**Selected passage**
◇ ◇ ◇ ◇ ◇ ◇ ◇

Occupation: Graduate student (Johns Hopkins University)
Education (UR and additional): BS (Physics), BA (Music & Mathematics), University of Rochester, 2008
Current city/state of residence: Baltimore, Maryland
Family: Dad is UR 1970 (BS Chemistry), 1975 (PhD Chemistry)
Community activities: Outreach activities in physics and astrobiology
What resources did you use on campus that you recommend current students use?
Use the libraries! Browse the stacks, in all subject areas, and read a little from books that grab your attention. Move nimbly through this ocean. You can do this as small breaks from your work. And take advantage of the CDs in the Art and Music Library.
What did you do immediately after graduation? How did you decide to take that path?
I went immediately to grad school. I knew before college that I wanted a physics PhD–I wanted that depth of engagement with the subject–but at the end of undergrad it wasn’t clear what specialization I’d pursue. I leaned toward astrophysics, but I knew I should keep options open, so I chose another joint physics-astronomy department like UR’s. Even before I started my first year at Hopkins I started to pursue options in biophysics.
What do you do now and why did you choose this career?
I realized that “structure in the universe” applied to biology as much as it did to astrophysics, and I started to inquire around Hopkins for opportunities to combine physics and biology. Turns out it’s a big area, and I got involved in a multidisciplinary training program. My consistent interest in fundamental principles and intricate form and motion led me finally to the protein science lab I currently work in.
What skills, tools, or knowledge from your major have been most useful to you since graduation?

◇ ◇ ◇ ◇ ◇ ◇ ◇

Please write out the part of the alumni profile that begins at the words "Community activities: Outreach" and stops after "and Music Library.". The items that come after this alumni profile aren't needed.

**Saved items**
◇ ◇ ◇ ◇ ◇ ◇ ◇

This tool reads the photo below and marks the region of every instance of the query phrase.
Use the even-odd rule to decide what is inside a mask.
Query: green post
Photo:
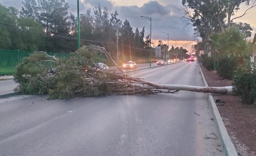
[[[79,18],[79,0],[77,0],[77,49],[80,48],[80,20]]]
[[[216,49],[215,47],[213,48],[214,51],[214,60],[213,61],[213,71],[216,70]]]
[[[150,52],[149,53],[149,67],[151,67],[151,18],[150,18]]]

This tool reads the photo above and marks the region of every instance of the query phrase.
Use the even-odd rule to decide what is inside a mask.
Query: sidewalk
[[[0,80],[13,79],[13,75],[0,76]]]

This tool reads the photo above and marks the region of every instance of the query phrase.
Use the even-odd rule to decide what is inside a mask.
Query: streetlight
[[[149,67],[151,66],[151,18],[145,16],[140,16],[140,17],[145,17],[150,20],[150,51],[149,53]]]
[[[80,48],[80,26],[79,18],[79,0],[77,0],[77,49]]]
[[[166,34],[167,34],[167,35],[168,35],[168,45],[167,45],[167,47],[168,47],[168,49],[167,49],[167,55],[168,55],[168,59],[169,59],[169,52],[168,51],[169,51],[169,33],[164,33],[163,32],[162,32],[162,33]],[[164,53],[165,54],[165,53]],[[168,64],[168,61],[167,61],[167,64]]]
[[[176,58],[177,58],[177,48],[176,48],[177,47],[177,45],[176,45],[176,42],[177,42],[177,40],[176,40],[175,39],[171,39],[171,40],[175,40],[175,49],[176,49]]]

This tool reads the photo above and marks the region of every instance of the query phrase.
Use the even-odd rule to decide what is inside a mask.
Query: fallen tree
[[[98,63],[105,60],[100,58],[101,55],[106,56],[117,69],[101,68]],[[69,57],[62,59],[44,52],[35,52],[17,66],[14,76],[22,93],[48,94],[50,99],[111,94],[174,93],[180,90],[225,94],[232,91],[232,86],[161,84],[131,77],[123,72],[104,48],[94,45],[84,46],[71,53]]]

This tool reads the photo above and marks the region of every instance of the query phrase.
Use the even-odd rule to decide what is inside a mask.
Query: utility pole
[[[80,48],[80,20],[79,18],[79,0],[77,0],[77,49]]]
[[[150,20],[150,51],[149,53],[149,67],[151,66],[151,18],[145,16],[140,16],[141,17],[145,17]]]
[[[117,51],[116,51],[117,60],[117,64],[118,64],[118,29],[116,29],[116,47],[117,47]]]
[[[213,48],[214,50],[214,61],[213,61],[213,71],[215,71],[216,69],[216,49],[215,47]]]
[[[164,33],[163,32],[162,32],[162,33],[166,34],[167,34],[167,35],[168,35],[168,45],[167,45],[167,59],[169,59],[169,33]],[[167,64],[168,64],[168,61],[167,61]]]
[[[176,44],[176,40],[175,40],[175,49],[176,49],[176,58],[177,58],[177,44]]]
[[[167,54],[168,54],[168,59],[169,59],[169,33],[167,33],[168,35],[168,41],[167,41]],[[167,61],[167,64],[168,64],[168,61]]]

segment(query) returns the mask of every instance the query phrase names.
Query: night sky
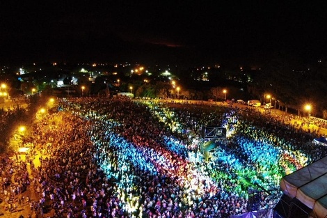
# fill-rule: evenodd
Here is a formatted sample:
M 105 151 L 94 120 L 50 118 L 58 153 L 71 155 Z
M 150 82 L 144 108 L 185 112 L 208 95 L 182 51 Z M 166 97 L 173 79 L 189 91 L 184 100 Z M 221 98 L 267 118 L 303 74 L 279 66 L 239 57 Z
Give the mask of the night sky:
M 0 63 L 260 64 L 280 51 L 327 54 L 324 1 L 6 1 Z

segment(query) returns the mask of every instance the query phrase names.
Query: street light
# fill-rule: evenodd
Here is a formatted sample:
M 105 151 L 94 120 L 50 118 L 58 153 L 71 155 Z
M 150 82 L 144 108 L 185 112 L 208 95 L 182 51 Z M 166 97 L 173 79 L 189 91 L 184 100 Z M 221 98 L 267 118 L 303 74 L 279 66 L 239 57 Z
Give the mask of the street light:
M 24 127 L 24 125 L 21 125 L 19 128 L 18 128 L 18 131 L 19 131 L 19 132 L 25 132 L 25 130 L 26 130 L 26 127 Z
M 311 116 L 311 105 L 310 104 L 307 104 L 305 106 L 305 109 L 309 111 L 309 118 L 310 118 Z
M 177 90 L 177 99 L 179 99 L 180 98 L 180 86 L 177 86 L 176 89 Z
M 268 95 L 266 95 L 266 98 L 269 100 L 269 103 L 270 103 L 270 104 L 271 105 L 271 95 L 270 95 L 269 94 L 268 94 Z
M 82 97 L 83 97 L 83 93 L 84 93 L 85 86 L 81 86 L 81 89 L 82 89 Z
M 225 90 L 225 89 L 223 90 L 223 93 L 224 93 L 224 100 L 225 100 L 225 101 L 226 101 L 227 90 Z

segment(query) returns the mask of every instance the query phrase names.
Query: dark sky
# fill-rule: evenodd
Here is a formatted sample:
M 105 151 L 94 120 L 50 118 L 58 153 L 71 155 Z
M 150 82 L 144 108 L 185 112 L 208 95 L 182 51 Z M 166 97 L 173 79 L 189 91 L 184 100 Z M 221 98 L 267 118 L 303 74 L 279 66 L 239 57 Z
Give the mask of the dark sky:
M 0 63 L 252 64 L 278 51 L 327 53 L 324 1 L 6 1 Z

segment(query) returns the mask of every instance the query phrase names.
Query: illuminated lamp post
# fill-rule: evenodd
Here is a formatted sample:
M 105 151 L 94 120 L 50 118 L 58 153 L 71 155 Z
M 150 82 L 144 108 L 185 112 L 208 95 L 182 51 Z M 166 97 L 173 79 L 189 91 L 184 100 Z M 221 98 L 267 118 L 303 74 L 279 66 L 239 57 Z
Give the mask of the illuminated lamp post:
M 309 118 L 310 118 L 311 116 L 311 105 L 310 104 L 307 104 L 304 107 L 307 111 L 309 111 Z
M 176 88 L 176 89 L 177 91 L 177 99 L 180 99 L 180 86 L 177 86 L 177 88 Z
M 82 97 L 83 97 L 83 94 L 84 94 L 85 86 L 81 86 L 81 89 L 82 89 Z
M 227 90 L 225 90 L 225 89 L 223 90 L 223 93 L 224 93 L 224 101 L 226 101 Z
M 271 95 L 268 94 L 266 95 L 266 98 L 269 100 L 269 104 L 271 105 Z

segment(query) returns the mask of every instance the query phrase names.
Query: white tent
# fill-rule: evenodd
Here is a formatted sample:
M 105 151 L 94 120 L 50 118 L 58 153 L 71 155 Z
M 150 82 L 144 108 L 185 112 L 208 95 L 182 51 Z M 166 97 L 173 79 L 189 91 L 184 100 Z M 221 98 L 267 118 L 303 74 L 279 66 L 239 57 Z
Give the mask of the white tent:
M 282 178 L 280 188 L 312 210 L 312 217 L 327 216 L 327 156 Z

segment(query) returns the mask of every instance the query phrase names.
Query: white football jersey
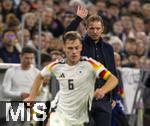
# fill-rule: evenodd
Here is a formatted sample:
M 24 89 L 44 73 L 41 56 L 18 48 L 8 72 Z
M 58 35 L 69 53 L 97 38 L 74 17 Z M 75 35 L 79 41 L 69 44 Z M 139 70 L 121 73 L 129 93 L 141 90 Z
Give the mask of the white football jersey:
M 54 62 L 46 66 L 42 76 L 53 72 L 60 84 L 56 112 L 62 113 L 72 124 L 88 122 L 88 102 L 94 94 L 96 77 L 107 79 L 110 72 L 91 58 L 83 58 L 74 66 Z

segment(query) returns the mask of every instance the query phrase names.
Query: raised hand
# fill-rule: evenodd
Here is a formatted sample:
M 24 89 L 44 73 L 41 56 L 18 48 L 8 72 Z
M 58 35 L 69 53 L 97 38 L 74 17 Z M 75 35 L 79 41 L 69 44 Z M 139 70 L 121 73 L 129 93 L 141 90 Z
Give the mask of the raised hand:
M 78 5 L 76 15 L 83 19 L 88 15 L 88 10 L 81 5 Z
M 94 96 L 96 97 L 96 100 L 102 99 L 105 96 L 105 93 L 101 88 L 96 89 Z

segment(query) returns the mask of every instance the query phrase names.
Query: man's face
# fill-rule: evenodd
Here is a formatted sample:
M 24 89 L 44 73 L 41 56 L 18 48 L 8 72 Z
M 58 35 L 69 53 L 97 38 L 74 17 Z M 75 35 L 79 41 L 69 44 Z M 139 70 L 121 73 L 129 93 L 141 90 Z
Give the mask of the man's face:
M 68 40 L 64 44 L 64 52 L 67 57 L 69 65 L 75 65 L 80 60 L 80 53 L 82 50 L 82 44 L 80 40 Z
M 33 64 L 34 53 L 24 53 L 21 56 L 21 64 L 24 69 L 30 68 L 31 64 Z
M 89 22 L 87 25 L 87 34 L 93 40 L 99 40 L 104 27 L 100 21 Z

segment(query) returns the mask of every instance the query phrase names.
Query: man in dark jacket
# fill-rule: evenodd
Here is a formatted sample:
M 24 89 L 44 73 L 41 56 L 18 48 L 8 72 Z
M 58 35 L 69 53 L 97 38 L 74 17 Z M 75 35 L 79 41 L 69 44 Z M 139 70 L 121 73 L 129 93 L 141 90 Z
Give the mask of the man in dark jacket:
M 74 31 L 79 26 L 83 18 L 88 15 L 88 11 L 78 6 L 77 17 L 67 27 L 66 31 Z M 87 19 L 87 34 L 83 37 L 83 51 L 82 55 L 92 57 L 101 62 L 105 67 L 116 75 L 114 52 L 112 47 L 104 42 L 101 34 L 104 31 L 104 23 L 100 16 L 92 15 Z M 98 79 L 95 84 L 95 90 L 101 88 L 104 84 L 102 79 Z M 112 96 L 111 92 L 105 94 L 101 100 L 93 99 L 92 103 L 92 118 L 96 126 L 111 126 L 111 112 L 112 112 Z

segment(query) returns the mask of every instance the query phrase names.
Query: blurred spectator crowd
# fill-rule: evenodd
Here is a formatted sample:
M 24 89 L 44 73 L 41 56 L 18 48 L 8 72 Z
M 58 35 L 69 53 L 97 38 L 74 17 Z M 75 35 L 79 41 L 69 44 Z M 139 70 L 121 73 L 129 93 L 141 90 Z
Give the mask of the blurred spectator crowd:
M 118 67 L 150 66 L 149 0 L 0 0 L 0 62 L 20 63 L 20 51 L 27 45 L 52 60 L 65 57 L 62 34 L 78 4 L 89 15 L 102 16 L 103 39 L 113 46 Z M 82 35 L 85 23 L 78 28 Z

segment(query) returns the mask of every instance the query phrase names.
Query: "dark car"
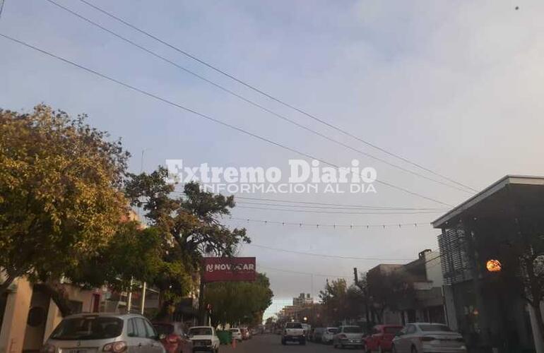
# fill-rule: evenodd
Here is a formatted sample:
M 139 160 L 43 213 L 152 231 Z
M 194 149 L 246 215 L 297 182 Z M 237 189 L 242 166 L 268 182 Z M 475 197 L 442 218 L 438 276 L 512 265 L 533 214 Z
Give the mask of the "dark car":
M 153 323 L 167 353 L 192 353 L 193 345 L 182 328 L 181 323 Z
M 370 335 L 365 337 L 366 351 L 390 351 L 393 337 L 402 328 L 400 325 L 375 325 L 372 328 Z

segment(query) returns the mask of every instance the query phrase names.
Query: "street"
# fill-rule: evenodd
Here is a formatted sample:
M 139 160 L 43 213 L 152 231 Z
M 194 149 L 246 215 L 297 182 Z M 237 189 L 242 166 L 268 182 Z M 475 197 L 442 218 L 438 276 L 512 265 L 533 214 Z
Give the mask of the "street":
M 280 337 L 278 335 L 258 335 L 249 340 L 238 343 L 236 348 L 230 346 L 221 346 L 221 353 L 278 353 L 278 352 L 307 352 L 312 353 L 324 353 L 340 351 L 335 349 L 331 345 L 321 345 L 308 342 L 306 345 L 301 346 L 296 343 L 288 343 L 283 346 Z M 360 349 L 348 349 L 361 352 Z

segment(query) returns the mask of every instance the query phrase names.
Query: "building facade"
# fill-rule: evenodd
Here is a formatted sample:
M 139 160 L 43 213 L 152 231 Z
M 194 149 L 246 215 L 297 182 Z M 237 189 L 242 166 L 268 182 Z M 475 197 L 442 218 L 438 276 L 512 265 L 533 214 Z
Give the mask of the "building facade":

◇ ◇ ◇ ◇ ◇ ◇ ◇

**Written response**
Community activities: Outreach activities in physics and astrobiology
What resources did you use on campus that you recommend current students use?
Use the libraries! Browse the stacks, in all subject areas, and read a little from books that grab your attention. Move nimbly through this ocean. You can do this as small breaks from your work. And take advantage of the CDs in the Art and Music Library.